### EXTRACTED ENTRIES ###

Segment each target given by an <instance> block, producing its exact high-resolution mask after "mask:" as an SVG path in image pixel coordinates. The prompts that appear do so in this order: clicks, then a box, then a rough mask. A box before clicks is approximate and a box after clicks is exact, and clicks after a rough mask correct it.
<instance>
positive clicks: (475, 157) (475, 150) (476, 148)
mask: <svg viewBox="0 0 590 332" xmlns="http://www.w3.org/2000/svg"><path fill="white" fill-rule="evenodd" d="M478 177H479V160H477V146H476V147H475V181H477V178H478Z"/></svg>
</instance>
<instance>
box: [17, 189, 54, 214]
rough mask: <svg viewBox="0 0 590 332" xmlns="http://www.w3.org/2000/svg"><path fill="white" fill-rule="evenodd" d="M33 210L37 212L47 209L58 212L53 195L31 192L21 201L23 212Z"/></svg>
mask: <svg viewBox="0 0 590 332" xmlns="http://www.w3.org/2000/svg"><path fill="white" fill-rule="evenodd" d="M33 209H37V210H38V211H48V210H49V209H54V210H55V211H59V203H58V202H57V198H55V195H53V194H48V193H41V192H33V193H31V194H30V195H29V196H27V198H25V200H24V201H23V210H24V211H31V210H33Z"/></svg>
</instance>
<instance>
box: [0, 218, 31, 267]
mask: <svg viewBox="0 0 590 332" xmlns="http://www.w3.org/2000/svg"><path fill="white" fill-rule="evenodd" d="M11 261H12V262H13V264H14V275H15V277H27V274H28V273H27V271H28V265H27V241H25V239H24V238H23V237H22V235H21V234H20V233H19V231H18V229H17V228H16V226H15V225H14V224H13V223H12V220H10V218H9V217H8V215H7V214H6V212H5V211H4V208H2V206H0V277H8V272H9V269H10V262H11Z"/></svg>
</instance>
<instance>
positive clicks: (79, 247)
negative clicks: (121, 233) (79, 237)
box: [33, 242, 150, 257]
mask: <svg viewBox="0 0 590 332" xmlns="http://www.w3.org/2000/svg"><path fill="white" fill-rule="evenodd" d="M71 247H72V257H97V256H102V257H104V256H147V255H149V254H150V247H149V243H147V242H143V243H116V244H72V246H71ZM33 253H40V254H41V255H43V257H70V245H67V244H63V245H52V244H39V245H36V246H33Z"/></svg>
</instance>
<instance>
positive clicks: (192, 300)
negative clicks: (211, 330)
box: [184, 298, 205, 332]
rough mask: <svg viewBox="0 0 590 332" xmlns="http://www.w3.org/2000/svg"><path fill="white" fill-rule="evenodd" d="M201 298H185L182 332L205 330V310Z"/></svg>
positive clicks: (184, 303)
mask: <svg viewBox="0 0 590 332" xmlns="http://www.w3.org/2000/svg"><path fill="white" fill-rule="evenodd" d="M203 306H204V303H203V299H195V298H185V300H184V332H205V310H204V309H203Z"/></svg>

###

**WHAT TO WORK ON**
Reproduce the data in full. Nothing in it may be altered.

**EXERCISE ANSWER**
Segment each target given by an <instance> block, producing its exact high-resolution mask after "mask:" as an SVG path in image pixel coordinates. The prompts that appear do so in this order: clicks, then a box, then a rough mask. A box before clicks is approximate and a box after clicks is exact, and clicks after a rough mask correct it.
<instance>
positive clicks: (475, 157) (475, 150) (476, 148)
mask: <svg viewBox="0 0 590 332" xmlns="http://www.w3.org/2000/svg"><path fill="white" fill-rule="evenodd" d="M478 177H479V160H477V146H476V147H475V181H477V178H478Z"/></svg>
</instance>
<instance>
box: [17, 189, 54, 214]
rough mask: <svg viewBox="0 0 590 332" xmlns="http://www.w3.org/2000/svg"><path fill="white" fill-rule="evenodd" d="M33 210L37 212L47 209L58 212L53 195L31 192L21 201L23 212Z"/></svg>
mask: <svg viewBox="0 0 590 332" xmlns="http://www.w3.org/2000/svg"><path fill="white" fill-rule="evenodd" d="M33 209H37V210H38V211H48V210H49V209H54V210H55V211H59V203H58V202H57V198H55V195H53V194H48V193H41V192H33V193H31V194H30V195H29V196H27V198H25V200H24V201H23V210H24V211H31V210H33Z"/></svg>
</instance>
<instance>
box: [0, 218, 31, 267]
mask: <svg viewBox="0 0 590 332" xmlns="http://www.w3.org/2000/svg"><path fill="white" fill-rule="evenodd" d="M11 261H12V262H13V264H14V275H15V277H27V274H28V273H27V271H28V265H27V241H25V239H24V238H23V237H22V235H21V234H20V233H19V231H18V229H17V228H16V226H15V225H14V224H13V223H12V220H10V218H9V217H8V215H7V214H6V212H5V211H4V208H2V206H0V277H8V272H9V269H10V262H11Z"/></svg>
</instance>
<instance>
positive clicks: (79, 247)
negative clicks: (121, 233) (79, 237)
box: [33, 242, 150, 257]
mask: <svg viewBox="0 0 590 332" xmlns="http://www.w3.org/2000/svg"><path fill="white" fill-rule="evenodd" d="M71 247H72V257H97V256H102V257H104V256H147V255H149V254H150V247H149V243H147V242H143V243H116V244H72V246H71ZM33 253H40V254H41V255H43V257H70V245H67V244H63V245H52V244H39V245H36V246H33Z"/></svg>
</instance>
<instance>
positive clicks: (192, 300)
negative clicks: (211, 330)
box: [184, 298, 205, 332]
rough mask: <svg viewBox="0 0 590 332" xmlns="http://www.w3.org/2000/svg"><path fill="white" fill-rule="evenodd" d="M201 298H185L182 332L205 330V310Z"/></svg>
positive clicks: (184, 303)
mask: <svg viewBox="0 0 590 332" xmlns="http://www.w3.org/2000/svg"><path fill="white" fill-rule="evenodd" d="M203 306H204V303H203V299H195V298H185V300H184V332H205V310H204V309H203Z"/></svg>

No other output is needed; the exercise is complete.